- **Aim of the exercise**: How many of the lines below contain the word "frame"? Only the number is wanted.

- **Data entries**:
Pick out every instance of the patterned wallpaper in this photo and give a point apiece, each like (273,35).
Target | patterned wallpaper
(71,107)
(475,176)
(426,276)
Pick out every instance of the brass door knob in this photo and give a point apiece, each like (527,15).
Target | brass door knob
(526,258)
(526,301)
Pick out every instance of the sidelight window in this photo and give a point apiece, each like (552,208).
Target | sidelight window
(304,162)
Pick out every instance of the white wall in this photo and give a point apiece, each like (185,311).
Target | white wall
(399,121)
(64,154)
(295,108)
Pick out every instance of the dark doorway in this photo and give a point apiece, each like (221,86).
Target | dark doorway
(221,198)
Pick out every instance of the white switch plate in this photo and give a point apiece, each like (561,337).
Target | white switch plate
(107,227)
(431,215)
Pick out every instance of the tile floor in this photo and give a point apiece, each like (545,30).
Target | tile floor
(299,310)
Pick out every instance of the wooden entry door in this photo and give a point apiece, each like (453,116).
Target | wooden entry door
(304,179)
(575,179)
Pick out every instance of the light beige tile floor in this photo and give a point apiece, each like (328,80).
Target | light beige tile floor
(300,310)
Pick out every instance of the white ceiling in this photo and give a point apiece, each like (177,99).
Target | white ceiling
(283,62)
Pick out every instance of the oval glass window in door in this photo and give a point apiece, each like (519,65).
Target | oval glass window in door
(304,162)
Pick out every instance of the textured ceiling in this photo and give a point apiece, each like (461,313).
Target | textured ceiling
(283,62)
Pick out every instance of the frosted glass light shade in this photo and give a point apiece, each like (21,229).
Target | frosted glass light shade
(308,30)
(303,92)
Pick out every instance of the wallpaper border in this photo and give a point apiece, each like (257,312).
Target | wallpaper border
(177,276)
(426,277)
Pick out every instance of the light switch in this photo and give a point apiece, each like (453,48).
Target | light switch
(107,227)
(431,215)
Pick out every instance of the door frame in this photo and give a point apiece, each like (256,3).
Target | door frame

- **Task response**: 2